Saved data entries
----

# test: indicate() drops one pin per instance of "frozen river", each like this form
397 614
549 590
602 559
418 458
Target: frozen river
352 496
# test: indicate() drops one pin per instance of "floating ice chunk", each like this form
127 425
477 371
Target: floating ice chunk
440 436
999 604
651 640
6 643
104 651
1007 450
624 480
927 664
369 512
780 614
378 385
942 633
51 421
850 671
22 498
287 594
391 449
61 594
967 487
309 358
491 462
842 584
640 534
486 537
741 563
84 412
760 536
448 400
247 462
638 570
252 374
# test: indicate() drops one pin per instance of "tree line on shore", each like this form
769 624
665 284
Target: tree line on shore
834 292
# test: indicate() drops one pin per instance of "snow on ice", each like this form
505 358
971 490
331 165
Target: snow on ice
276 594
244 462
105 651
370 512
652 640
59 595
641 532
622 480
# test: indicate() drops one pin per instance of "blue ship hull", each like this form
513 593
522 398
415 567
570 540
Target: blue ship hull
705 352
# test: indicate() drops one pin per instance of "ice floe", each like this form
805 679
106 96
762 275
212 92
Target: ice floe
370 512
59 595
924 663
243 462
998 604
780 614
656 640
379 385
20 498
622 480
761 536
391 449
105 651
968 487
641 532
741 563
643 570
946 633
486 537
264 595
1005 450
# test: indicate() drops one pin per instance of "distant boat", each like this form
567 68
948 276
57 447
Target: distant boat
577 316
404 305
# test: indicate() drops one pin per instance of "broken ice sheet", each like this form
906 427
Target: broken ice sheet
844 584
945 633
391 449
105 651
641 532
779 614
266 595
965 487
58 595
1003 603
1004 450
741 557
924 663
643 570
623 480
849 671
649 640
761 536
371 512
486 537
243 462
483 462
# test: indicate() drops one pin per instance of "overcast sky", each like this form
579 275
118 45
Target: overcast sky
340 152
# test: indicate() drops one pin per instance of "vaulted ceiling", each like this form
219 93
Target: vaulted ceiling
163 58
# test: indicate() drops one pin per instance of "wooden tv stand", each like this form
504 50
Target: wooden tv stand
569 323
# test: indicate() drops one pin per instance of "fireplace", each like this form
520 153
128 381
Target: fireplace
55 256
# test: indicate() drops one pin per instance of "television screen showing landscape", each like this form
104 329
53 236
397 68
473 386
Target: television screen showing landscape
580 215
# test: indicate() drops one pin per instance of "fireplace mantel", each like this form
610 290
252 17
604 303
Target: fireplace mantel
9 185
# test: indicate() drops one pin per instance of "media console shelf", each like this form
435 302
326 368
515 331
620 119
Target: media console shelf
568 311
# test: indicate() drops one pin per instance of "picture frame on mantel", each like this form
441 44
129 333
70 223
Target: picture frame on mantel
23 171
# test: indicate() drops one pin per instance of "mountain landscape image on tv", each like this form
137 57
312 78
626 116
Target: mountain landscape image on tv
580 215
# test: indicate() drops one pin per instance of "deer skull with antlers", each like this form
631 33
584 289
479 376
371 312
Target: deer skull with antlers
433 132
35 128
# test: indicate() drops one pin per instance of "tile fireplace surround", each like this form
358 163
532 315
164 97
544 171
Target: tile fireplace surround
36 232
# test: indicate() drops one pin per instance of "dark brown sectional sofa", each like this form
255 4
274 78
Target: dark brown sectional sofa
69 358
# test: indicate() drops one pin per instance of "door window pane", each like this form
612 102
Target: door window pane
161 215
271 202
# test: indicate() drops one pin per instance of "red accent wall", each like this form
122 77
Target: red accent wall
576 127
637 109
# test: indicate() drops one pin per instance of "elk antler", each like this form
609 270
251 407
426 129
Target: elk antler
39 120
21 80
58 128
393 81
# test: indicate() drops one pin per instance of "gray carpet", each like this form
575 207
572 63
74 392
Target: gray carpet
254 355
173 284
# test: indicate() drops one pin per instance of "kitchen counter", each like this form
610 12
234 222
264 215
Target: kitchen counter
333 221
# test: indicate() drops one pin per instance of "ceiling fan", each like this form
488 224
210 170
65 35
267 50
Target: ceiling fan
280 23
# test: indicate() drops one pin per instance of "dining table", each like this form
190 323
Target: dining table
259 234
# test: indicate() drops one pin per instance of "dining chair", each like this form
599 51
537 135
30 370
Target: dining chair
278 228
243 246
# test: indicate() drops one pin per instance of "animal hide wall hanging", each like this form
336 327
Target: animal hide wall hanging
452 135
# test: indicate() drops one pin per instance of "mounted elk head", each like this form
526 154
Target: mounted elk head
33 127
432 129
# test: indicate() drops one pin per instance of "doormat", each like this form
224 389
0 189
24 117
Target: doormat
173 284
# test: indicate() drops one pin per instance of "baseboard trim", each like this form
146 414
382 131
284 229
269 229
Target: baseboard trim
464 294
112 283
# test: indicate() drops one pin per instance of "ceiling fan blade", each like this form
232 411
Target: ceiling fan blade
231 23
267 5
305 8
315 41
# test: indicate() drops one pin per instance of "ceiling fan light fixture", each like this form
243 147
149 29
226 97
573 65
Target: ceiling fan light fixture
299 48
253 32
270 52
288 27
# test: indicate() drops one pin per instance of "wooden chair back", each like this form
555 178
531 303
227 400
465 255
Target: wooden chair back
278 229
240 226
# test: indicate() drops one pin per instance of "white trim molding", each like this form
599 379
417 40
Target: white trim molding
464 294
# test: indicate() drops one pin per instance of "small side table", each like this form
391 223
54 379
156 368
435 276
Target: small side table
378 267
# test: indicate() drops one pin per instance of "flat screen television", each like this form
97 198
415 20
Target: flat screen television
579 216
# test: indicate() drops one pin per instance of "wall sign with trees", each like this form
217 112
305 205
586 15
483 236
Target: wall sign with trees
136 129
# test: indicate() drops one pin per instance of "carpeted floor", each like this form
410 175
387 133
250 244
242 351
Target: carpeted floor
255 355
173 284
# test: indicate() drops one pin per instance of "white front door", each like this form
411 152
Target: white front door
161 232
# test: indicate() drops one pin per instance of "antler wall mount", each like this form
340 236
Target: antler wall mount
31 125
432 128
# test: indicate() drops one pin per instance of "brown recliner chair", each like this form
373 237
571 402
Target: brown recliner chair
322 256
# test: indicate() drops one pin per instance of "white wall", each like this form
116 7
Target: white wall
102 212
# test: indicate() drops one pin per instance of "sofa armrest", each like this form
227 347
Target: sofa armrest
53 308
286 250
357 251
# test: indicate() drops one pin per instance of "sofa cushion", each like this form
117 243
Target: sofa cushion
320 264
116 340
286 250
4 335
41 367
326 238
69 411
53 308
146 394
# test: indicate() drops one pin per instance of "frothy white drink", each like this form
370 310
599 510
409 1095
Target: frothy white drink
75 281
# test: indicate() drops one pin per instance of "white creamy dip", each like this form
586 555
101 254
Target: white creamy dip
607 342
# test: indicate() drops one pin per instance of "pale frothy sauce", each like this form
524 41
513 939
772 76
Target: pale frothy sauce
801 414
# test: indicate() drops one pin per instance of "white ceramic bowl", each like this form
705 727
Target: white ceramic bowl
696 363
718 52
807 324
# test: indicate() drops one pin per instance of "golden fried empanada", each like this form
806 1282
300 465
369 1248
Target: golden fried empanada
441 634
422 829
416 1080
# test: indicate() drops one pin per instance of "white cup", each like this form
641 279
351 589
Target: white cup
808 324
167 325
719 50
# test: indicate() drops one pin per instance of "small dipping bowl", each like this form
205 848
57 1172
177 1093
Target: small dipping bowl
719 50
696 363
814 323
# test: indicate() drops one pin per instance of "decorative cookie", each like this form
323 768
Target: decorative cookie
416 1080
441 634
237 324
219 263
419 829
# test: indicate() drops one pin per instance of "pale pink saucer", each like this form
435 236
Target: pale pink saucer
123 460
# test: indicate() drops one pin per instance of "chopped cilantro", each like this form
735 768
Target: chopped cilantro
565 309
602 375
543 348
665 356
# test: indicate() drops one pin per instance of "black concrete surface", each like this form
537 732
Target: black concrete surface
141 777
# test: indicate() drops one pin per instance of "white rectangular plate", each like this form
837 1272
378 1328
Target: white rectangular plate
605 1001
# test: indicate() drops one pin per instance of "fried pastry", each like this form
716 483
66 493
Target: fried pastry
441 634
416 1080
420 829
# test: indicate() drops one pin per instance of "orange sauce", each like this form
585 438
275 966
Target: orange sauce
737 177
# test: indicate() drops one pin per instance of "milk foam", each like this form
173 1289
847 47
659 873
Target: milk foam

----

State how many lines of the records contain the string "frame". Reply with the number alone.

2